> **EXERCISE SET**:
- a) In the boom control patent, translate this sentence into Spanish: "These booms are generally mounted on a tractor and spray nozzles are positioned along the boom arms."
- b) Return everything in the boom control patent from "2. Description of" down to "Alvin E. McQuinn.", copied word for word.
- c) Extend the boom control patent beyond its last sentence.

Abstract:
An apparatus for controlling the horizontal and vertical orientation of a boom assembly. An elongated frame assembly adapted to be mounted to a vehicle has a cam plate mounted to and moveable therealong. Hydraulic drive means controls the movement of the cam plate between fully extended, intermediate, and fully retracted positions. A hinge plate assembly is rotatably mounted to the frame assembly and an elongated boom, such as an agricultural spray boom, is pivotably mounted to the hinge plate so that the boom is vertically adjustable relative to the ground. The cam plate is adapted to engage the hinge plate and the boom in such a way that when the cam plate is moved along the frame assembly between the fully extended and intermediate positions, it adjusts the boom height relative to the ground and when the cam plate is moved between the intermediate and fully retracted positions, it causes the hinge plate to rotate about its pivot axis, thereby swinging the boom toward and into its retracted (traveling) position.

Description:
BACKGROUND OF THE INVENTION 
     1. Field of the Invention 
     This invention relates to boom mounting and control apparatus. More particularly, the invention relates to an apparatus for mounting and controlling the orientation of a boom on a vehicle mounted frame by means of a single hydraulic drive mechanism. The invention is particularly adapted for controlling the operating orientation and extension and retraction of agricultural spray boom assemblies mounted on a tractor by means of a single hydraulic drive on each side. 
     2. Description of the Prior Art 
     Agricultural spray booms have been used for a number of years. These booms are generally mounted on a tractor and spray nozzles are positioned along the boom arms. The tractor is then driven across the field as the crops are sprayed. This allows a relatively wide swath to be covered with each pass through the field. Known types of agricultural spray boom assemblies are shown, for example, in U.S. Pat. No. 3,581,993, issued June 1, 1971, to Robert M. Reams and U.S. Pat. No. 3,514,038, issued May 26, 1970 to Alvin E. McQuinn.

> **EXTRACTED INFORMATION**:
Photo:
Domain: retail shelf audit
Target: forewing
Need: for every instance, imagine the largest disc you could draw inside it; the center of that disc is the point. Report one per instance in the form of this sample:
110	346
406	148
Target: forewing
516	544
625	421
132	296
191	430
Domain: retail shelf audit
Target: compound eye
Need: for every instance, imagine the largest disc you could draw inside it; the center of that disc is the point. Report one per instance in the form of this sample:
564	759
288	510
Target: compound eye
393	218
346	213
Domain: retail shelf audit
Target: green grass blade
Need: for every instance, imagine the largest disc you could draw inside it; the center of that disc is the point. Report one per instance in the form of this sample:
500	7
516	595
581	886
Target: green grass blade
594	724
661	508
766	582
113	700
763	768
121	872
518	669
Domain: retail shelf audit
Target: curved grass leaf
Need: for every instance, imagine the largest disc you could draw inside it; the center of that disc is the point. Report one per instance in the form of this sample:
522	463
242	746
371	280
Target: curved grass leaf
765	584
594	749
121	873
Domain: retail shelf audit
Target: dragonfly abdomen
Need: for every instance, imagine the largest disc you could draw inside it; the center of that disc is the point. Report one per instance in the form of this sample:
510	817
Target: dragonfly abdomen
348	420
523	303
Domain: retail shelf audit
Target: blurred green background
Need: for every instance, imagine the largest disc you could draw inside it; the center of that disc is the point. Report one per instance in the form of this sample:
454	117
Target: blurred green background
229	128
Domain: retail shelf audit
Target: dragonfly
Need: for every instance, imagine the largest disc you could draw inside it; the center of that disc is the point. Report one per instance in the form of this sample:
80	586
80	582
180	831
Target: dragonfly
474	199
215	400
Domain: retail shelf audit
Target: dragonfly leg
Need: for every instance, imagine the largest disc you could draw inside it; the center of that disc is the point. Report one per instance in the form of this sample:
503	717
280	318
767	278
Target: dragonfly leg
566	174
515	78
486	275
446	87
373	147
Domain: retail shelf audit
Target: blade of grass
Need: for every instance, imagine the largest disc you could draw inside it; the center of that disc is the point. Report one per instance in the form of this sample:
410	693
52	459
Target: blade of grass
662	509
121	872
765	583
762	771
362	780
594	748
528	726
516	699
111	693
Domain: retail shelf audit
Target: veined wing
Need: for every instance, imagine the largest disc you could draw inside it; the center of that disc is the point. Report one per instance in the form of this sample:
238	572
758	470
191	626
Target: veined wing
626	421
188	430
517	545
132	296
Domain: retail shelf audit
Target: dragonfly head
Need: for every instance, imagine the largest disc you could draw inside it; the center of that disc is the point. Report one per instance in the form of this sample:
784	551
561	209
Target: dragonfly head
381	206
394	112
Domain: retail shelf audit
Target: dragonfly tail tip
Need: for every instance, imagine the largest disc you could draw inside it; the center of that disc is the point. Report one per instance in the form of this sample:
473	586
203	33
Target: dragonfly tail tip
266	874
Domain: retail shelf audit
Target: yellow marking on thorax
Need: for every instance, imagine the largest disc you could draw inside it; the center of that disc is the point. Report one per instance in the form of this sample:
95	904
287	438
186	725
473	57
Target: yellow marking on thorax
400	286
* * *
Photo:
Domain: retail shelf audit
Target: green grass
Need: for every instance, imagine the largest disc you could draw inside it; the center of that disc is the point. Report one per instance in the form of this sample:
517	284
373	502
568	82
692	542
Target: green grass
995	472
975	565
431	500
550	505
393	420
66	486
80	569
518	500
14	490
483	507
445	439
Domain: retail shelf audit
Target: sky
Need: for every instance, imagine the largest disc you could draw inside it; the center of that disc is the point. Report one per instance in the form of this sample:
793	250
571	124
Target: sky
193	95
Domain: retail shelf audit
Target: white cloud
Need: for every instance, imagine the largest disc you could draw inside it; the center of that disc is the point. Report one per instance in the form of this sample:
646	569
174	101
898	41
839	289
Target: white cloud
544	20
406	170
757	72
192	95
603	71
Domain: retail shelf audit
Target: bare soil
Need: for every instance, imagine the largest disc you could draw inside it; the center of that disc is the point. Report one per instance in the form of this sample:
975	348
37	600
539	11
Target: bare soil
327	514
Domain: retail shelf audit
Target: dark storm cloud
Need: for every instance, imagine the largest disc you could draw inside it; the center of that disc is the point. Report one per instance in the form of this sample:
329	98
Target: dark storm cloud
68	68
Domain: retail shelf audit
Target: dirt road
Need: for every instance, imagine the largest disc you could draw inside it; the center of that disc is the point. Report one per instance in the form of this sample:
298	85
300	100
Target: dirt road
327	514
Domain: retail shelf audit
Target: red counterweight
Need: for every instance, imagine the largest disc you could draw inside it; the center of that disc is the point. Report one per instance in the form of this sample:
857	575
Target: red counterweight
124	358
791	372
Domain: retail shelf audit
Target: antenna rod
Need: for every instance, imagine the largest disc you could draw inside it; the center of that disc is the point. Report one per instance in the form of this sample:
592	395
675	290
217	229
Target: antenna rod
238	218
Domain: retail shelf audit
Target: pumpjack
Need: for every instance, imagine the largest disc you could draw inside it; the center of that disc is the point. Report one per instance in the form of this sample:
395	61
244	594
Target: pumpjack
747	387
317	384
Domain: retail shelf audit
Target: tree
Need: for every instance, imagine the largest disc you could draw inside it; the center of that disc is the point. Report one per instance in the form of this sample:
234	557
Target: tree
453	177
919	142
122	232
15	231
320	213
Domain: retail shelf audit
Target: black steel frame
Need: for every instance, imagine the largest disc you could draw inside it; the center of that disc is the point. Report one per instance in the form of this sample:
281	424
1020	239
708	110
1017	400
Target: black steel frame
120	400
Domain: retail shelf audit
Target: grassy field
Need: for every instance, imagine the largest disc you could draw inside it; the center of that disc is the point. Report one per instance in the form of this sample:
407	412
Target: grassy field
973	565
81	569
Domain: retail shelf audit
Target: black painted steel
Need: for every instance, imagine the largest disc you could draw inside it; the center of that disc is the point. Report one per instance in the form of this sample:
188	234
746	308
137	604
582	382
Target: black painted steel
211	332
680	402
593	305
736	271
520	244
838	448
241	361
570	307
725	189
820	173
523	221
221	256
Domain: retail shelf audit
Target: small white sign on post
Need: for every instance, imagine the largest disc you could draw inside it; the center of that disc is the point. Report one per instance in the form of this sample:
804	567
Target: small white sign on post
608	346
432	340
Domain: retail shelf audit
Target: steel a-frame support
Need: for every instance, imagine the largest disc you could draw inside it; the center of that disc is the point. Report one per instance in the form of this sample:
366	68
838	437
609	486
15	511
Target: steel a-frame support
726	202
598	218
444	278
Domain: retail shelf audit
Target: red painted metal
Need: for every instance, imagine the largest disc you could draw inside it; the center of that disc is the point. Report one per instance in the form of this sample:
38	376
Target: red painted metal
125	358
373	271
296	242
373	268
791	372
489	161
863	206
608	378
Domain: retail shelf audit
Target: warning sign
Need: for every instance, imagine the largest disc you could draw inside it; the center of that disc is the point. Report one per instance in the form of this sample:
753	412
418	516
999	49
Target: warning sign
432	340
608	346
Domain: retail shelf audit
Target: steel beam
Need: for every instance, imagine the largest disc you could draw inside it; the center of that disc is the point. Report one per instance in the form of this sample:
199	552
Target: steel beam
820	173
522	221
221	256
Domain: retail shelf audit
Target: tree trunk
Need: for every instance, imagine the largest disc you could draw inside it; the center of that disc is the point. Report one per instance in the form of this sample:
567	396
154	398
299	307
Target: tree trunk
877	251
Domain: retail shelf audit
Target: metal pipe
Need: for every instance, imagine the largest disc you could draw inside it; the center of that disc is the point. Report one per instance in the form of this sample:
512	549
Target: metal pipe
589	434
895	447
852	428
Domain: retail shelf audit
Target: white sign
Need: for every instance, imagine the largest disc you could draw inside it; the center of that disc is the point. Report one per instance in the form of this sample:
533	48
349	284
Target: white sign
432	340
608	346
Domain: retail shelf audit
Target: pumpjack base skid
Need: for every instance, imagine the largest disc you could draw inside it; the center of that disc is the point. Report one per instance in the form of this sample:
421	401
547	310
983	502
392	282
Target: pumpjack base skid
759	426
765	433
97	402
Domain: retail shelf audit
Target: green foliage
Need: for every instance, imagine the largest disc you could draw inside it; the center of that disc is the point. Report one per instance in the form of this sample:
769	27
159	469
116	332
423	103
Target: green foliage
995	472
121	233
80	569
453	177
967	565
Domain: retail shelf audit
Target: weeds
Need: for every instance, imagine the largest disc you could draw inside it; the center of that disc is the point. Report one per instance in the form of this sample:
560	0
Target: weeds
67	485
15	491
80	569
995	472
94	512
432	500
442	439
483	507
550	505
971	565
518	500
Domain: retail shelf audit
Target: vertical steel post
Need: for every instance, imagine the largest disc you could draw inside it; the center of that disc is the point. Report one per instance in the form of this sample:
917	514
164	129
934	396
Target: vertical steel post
* * *
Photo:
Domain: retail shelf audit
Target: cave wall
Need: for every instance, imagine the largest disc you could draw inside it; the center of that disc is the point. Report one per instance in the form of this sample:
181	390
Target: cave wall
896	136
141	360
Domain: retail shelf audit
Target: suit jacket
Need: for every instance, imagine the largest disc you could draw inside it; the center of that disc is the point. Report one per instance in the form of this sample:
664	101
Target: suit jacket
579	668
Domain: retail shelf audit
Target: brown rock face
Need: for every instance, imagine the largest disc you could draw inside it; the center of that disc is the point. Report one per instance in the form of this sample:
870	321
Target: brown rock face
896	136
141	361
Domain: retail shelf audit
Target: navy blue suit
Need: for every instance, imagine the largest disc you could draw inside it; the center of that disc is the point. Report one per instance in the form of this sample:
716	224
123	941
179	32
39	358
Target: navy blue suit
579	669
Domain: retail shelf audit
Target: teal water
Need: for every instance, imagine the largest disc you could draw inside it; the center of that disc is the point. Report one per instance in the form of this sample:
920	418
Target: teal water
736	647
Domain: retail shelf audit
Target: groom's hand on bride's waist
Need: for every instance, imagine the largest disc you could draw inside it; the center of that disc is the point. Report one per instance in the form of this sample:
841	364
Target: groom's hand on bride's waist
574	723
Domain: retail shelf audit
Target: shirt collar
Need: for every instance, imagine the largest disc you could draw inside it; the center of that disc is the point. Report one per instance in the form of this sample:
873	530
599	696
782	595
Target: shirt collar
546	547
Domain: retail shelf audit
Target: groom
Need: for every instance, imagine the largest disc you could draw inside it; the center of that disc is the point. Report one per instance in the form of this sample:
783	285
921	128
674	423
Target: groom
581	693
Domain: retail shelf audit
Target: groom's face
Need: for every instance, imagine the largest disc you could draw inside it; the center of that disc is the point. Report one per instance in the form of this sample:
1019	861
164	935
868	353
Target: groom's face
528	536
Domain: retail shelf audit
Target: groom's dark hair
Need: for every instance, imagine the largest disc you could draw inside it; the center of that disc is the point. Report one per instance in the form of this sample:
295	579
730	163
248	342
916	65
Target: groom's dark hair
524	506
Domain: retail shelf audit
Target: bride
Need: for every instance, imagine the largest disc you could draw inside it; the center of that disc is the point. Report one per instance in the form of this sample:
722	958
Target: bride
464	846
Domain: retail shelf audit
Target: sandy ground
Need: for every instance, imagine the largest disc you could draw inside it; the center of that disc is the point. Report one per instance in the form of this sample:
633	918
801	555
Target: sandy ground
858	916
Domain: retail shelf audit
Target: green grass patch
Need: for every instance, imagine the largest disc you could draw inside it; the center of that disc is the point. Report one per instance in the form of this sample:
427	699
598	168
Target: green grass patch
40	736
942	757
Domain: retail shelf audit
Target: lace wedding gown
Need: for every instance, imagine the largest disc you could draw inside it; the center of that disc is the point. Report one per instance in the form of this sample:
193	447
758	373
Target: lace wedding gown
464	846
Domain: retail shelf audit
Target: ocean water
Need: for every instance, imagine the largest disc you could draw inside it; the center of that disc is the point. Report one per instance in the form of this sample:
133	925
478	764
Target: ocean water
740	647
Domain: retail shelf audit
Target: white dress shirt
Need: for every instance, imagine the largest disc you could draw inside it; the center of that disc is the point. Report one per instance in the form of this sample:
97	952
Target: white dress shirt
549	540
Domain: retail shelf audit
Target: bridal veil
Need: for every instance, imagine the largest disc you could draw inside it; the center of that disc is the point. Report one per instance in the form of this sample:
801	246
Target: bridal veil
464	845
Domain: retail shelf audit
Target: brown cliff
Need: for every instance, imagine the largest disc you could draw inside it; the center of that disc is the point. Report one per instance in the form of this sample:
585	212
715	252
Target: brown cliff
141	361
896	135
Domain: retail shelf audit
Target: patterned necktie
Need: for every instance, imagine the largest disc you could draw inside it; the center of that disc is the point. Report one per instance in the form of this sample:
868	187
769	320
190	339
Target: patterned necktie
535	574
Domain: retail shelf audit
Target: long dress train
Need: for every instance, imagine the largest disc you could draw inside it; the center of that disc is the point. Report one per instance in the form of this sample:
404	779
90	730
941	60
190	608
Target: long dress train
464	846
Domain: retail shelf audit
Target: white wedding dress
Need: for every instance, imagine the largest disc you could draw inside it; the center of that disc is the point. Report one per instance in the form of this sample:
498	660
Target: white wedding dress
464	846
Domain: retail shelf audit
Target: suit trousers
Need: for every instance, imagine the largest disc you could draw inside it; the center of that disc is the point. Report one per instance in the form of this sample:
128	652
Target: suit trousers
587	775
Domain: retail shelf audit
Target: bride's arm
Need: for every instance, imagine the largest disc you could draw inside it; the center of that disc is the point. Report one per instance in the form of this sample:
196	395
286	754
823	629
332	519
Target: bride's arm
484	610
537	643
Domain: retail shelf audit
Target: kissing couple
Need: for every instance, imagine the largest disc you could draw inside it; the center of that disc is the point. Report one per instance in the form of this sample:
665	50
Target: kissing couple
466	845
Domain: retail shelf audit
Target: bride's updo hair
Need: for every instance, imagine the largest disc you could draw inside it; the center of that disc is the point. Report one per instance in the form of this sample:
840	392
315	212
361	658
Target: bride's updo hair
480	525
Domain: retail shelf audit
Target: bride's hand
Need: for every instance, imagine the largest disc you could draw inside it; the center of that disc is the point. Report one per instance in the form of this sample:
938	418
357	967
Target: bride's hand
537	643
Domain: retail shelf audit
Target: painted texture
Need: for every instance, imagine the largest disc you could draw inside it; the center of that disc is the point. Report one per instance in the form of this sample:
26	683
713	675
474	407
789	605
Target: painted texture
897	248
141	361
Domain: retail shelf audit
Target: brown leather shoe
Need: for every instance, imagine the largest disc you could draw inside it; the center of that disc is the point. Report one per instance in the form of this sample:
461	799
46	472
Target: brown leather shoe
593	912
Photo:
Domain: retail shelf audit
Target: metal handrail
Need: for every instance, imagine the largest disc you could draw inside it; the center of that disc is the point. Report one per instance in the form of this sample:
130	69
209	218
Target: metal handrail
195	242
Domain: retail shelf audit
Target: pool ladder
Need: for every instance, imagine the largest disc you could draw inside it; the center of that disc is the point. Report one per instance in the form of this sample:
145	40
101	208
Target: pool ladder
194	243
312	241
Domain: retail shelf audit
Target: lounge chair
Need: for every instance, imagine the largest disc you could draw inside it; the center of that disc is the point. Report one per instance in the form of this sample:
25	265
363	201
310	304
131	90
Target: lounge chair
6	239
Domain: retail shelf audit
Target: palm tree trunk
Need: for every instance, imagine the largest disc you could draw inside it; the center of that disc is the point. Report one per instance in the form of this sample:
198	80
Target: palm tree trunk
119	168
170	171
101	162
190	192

> **RESULTS OF THE TASKS**:
- a) Estas barras generalmente se montan en un tractor y las boquillas de pulverización se ubican a lo largo de los brazos de la barra.

- b)
2. Description of the Prior Art 
     Agricultural spray booms have been used for a number of years. These booms are generally mounted on a tractor and spray nozzles are positioned along the boom arms. The tractor is then driven across the field as the crops are sprayed. This allows a relatively wide swath to be covered with each pass through the field. Known types of agricultural spray boom assemblies are shown, for example, in U.S. Pat. No. 3,581,993, issued June 1, 1971, to Robert M. Reams and U.S. Pat. No. 3,514,038, issued May 26, 1970 to Alvin E. McQuinn.

- c)
     Devices of the type shown in the Reams and McQuinn patents use hydraulic mechanisms to either raise and lower the spray boom (Reams) or to longitudinally extend and retract the booms (McQuinn). Other standard hydraulically powered spray booms in the industry utilize one set of hydraulic cylinders to fold the ends of the boom toward the tractor when turning at the ends of a row or when transporting the device from field to field and a second set of hydraulic cylinders to adjust the height of the boom ends to allow for unlevel field conditions. The Reams and McQuinn patents disclose devices that have limited adjustment capability. The other types of known devices which use multiple sets of hydraulic cylinders are costly to manufacture and maintain. Further, the vehicle, such as the tractor, must be equiped with at least four sets of remote cylinders; this is usually not standard equipment on farm tractors.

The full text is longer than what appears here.